SUPPLIED DATA -

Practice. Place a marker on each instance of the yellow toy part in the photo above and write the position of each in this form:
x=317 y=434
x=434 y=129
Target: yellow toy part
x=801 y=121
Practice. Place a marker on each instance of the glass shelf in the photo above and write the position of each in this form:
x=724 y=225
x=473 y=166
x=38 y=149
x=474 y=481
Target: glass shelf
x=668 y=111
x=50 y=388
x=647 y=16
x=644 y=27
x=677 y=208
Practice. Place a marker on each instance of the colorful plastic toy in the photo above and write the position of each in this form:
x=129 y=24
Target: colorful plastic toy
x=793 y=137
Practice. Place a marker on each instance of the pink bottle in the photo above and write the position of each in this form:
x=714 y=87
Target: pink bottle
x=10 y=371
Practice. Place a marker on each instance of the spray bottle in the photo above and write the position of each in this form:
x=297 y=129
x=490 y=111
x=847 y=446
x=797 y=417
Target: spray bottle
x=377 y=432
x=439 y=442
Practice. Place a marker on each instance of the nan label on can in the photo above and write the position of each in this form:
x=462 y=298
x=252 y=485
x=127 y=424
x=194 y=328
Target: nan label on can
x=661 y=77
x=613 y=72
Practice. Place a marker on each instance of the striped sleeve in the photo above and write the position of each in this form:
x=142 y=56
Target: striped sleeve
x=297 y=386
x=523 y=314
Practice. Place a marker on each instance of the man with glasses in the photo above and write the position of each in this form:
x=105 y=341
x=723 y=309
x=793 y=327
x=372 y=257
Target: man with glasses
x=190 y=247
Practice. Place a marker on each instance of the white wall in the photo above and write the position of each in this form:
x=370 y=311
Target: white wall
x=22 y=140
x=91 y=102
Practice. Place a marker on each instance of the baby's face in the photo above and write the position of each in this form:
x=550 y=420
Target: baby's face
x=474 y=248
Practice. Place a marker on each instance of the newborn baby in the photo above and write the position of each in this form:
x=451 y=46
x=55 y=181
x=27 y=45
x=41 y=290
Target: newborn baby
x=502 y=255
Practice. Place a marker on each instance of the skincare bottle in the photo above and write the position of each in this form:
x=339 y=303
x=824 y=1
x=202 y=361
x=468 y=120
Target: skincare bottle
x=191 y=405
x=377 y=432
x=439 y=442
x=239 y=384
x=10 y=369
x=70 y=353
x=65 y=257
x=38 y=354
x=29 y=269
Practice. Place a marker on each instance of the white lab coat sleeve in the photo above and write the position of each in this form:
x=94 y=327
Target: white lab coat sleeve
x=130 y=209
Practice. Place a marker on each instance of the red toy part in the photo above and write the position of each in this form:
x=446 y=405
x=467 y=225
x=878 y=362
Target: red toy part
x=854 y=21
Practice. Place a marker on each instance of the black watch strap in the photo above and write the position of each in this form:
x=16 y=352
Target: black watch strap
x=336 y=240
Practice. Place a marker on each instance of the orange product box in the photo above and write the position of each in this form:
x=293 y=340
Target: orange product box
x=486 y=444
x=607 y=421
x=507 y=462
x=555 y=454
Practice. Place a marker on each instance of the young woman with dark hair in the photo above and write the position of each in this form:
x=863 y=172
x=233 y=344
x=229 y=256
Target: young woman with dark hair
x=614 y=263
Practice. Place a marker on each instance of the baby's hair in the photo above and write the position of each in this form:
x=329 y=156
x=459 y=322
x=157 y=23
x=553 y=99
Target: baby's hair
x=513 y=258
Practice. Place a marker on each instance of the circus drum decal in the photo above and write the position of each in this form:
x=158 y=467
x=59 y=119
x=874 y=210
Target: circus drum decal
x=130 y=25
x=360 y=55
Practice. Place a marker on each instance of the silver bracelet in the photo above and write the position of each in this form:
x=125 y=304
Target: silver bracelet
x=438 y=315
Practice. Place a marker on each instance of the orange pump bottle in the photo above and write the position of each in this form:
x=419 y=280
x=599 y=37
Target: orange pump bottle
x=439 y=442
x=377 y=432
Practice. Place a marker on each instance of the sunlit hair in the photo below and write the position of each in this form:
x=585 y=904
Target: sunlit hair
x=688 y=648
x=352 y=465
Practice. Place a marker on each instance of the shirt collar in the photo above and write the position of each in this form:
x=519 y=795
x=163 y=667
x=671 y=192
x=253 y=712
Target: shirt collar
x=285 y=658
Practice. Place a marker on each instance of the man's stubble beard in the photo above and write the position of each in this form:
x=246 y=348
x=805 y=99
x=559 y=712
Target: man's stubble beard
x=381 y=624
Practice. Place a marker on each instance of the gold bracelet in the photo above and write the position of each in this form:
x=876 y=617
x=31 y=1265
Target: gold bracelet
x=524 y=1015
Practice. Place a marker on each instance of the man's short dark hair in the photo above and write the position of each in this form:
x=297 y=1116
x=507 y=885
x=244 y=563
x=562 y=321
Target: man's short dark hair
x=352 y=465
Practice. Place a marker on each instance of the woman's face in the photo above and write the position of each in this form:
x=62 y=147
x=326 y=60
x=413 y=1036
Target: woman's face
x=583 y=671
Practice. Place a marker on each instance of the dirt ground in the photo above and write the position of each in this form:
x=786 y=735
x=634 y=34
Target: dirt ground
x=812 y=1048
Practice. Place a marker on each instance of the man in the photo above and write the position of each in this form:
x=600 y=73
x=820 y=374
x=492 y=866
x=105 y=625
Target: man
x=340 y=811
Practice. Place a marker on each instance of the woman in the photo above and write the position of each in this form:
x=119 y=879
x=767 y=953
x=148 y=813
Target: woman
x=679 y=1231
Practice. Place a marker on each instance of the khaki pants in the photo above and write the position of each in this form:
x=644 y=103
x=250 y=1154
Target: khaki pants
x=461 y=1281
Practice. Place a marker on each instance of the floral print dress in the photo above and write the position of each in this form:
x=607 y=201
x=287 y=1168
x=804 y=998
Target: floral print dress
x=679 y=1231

ASSIGNED TASK -
Up to and including the line that holds "x=473 y=166", reproduce the records above exactly from their first line, and give nothing else.

ANSWER TO THE EXERCISE -
Practice. Place a marker on each instance of the yellow toy part in the photo above and write the position of each in this form:
x=317 y=434
x=434 y=129
Target: yellow toy part
x=801 y=121
Practice. Place a marker on each instance of the glass shelf in the photo above and write the position of each in this form:
x=724 y=225
x=473 y=166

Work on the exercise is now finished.